• [WHAT IS EXPECTED] The records below are to be repeated in full, exactly as they are.

Dataset entries:
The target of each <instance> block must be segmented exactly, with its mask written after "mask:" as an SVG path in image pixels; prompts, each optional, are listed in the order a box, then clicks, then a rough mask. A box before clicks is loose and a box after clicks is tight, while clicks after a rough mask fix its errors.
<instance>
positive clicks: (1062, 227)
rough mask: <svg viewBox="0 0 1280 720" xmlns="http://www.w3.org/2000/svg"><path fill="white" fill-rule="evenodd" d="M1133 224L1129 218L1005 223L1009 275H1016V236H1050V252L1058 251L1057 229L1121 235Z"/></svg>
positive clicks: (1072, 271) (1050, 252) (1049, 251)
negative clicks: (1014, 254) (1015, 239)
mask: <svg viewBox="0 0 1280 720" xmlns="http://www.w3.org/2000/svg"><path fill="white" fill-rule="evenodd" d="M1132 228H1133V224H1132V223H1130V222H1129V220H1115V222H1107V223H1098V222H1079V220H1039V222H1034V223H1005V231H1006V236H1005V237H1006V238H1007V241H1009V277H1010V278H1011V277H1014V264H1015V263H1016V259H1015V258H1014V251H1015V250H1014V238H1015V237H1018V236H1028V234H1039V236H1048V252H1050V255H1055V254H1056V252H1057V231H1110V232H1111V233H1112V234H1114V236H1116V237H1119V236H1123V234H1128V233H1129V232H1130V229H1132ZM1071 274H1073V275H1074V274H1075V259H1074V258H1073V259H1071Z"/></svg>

• [ANSWER TO THIS PROBLEM]
The target of each <instance> block must be segmented exactly, with its mask written after "mask:" as an SVG path in image pixels; prompts, each optional, are listed in the order a box, then clicks, then a rough mask. A box before clicks is loose and a box after clicks is tight, while clicks after a rough mask fix its errors.
<instance>
positive clicks: (1062, 227)
rough mask: <svg viewBox="0 0 1280 720" xmlns="http://www.w3.org/2000/svg"><path fill="white" fill-rule="evenodd" d="M1133 224L1129 218L1005 223L1009 275H1016V236H1050V252L1058 251L1057 229L1121 235Z"/></svg>
positive clicks: (1072, 271) (1050, 252) (1049, 251)
negative clicks: (1014, 254) (1015, 239)
mask: <svg viewBox="0 0 1280 720" xmlns="http://www.w3.org/2000/svg"><path fill="white" fill-rule="evenodd" d="M1132 228H1133V224H1132V223H1130V222H1129V220H1115V222H1107V223H1098V222H1079V220H1039V222H1034V223H1005V231H1006V236H1005V237H1006V238H1007V241H1009V277H1010V278H1011V277H1014V264H1015V263H1016V259H1015V258H1014V251H1015V250H1014V238H1015V237H1018V236H1028V234H1039V236H1048V252H1050V255H1055V254H1056V252H1057V231H1110V232H1111V233H1112V234H1114V236H1116V237H1119V236H1123V234H1128V233H1129V232H1130V229H1132ZM1071 274H1073V275H1074V274H1075V259H1074V258H1073V259H1071Z"/></svg>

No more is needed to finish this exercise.